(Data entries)
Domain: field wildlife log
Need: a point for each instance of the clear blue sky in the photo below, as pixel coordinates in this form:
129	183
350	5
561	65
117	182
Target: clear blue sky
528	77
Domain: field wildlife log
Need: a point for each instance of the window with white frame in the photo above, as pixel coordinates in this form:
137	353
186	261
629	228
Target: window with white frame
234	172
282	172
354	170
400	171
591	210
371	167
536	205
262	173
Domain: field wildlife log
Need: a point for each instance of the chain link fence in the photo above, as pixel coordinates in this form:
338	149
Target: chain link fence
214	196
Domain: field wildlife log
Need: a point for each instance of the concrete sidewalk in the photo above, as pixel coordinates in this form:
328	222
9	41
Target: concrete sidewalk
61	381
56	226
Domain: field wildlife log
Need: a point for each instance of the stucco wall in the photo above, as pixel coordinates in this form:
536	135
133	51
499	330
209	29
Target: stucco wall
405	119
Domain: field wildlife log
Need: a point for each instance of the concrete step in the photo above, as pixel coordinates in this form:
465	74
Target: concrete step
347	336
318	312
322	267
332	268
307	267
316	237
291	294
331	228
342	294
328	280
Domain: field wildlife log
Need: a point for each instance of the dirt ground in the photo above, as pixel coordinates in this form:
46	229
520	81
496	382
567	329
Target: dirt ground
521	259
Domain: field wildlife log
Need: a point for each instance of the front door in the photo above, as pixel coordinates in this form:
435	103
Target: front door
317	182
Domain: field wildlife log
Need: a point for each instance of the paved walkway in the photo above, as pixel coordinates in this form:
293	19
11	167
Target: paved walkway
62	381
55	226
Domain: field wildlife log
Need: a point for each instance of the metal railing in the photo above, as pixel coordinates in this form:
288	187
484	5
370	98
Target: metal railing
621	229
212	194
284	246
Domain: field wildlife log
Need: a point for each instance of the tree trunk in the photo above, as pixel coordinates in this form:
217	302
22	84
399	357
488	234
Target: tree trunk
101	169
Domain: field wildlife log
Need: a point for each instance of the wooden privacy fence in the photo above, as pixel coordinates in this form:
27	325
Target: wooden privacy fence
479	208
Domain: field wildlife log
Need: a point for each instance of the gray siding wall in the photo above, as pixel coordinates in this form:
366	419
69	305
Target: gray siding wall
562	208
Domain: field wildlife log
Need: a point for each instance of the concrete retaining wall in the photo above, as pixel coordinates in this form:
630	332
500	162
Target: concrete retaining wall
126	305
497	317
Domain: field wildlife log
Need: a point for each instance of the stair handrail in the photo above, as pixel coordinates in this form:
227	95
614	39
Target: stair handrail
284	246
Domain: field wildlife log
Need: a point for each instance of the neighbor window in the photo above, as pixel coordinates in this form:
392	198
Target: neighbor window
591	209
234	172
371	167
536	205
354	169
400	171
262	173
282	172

Requirement: Type out the entries once more, precisely.

Exercise response:
Domain: field wildlife log
Need: a point for each instance of the clear blue sky in the photo below, as pixel coordinates in this form:
129	183
350	5
561	65
117	182
Target: clear blue sky
528	77
Domain: field wildlife log
Need: a point for each instance of the window with white frame in the photo above, as pixel coordinates in this form:
137	353
186	261
629	228
Target: window with white frame
234	172
282	172
354	170
400	171
591	210
371	167
536	205
262	173
Domain: field wildlife log
Need: a point for each instance of the chain link fence in the photo above, as pixel coordinates in this form:
338	149
Target: chain link fence
214	196
Domain: field wildlife log
Need: a point for each instance of the concrete sidewalk in the photo above, as pixel coordinates in this form:
328	222
9	41
Target: concrete sidewalk
61	381
56	226
Domain: field wildlife log
Need: a point for each instance of the stucco wall in the photo above, as pixel coordinates in this form:
536	135
133	51
499	330
209	29
Target: stucco wall
405	119
Domain: field wildlife log
Need: a point for each instance of the concrete step in the photo above, as pixel coordinates in this form:
465	74
Target: concrete step
347	336
318	312
322	267
332	268
307	267
316	237
291	294
331	228
342	294
328	280
Domain: field wildlife log
Need: a point for each instance of the dirt ground in the photo above, as pixel coordinates in this form:
46	229
520	81
496	382
567	329
Target: dirt ground
521	259
Domain: field wildlife log
Need: a point for each instance of the front door in the photo above, as pixel coordinates in this form:
435	103
Target: front door
317	182
Domain: field wildlife log
Need: a point for each instance of the paved walkway in the photo above, as pixel coordinates in this form:
293	19
11	167
Target: paved walkway
62	381
55	226
Domain: field wildlife log
Need: a point for each instance of the metal railing in the photo above, as pixel coordinates in this form:
288	187
484	5
370	98
Target: metal railing
621	229
212	194
284	246
Domain: field wildlife log
Need: a point for each instance of the tree trunk in the photo above, as pixel coordinates in this form:
217	302
22	84
399	357
488	234
Target: tree trunk
101	169
Domain: field wildlife log
Need: a point for each instance of the wooden privacy fence in the photo above, as pixel coordinates in this form:
27	325
Target: wooden privacy fence
479	208
Domain: field wildlife log
Need: a point for each instance of the gray siding wall in the photo above, as pixel coordinates in this form:
366	419
69	305
Target: gray siding wall
562	208
Domain: field wildlife log
Need: a point for each instance of the concrete retaining wall in the photo above, as pixel coordinates in this form:
630	332
500	162
Target: concrete retaining wall
126	305
497	317
Domain: field wildlife log
Need: a point for each instance of the stair handrail in the photo above, as pixel coordinates in this form:
227	95
614	39
Target: stair handrail
284	246
Domain: field wildlife log
Need: a point for each instance of the neighbor window in the photo above, as pixel coordinates in this form:
392	198
Target: neighbor window
591	209
234	172
371	167
536	205
354	169
400	171
262	173
282	172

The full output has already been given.